*SET PROBLEM*
Copy out every line of the records below, requests included, but multiply each coordinate in the answers by 1.45 and round it to a whole number, with halves rounded up. Leave the numbers in the requests unchanged.

─── DATA PROVIDED ───

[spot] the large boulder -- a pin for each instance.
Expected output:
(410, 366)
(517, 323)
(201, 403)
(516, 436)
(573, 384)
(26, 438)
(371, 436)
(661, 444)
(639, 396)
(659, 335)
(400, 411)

───

*RESULT OF THE TASK*
[spot] the large boulder -- a pin for each instance.
Expected output:
(595, 531)
(750, 468)
(291, 584)
(748, 632)
(831, 557)
(38, 635)
(538, 632)
(958, 644)
(927, 574)
(956, 486)
(580, 596)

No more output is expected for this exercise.